> _Tasks_:
**a.** Copy the passage of the Azure VM description word for word, starting at "A writeup by" and ending at "and a backdoor.".
**b.** Pick up the Azure VM description after its final sentence and keep writing it.

> _Text to read_:
▶

Azure VM
This is a small custom VM written in golang that was used as a service during the 2012 RWTH-CTF. It features a very RISC
architecture (no stack operations, no call instructions..), and a very powerful macro assembler that allows to use high level constructs such as if/then/else
or
functions. The goal behind this challenge was to reverse engineer the target application given only in bytecode. Due to
the very verbose nature of the instruction set, this benefits greatly from some pattern matching to undo the macro
assemblers instructions.
A writeup by Team Lobotomy can be found here: Part1 and Part2. Note that there are other vulnerabilites in this service, such as a buffer overflow into a shell injection in the Authentication, and a backdoor.
Structure
The code of the implements the VM itself is stored in ./cpu/
. The original service image is stored in ./data/
.
A simple macro assembler containing complex macros such as function definitions/calls and control flow is given in compiler.rb
. A set of primitives for strings (strcopy println printi itou strlen etc), heap (malloc/free) and some crypto (weak hash/stream cipher) are implemented in string.rb
, libcrypt.rb
, libmem.rb
and string.rb
. Finally the code of the service is implemented in service.rb
.

◀

> _Stored data_:

▶

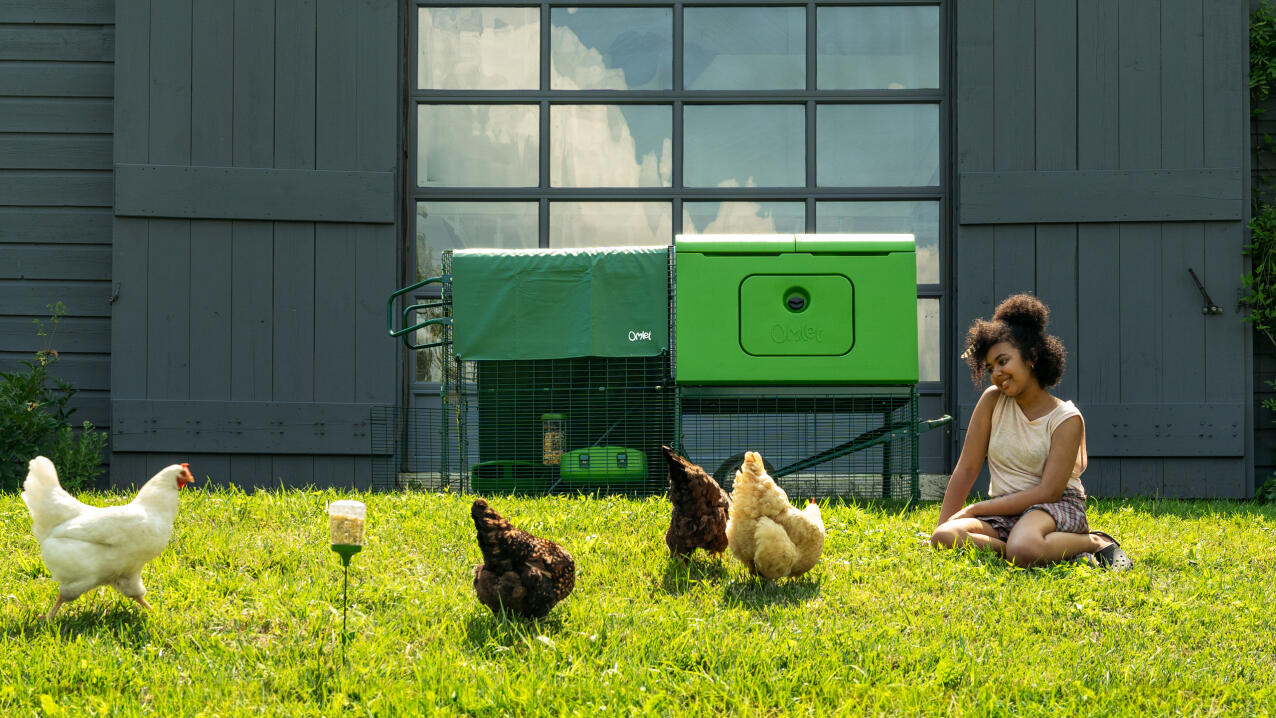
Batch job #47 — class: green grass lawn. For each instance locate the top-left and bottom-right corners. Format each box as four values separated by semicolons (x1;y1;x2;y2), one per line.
0;491;1276;715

◀

> _Responses by task_:
**a.**
A writeup by Team Lobotomy can be found here: Part1 and Part2. Note that there are other vulnerabilites in this service, such as a buffer overflow into a shell injection in the Authentication, and a backdoor.

**b.**
The following document contains the information given to the participants.
This service is an image for a VM simulating a custom CPU. For every incoming connection, one such VM is spawned and stdin/stdout fds (0 and 1) are mapped to the corresponding socket. The challenge is not to understand the VM (even though you may want to take a few looks in the code to understand what exactly certain instructions do). To the best of my knowledge there should be no exploitable bugs in the VM itself (go newb though). It is my intend to have an instruction set that is simple enough to write some interesting analysis tools during the CTF (you will have a hard time reading the code without). Thus the VM has a very small set of instructions. On the other hand this makes an macro assembler necessary for implementing programs. You can find a copy of the VM code, the assembler and even some parts of the code of the service in /home/service_sources. You have to recompile the VM with make.sh if you change the bytecode in data/img.go. Recompiling the VM takes the image from data/img.go and the rest of the code to produce a standalone binary. For make.sh to be successful the service has to be currently stopped, because the original binary is locked from the running process otherwise.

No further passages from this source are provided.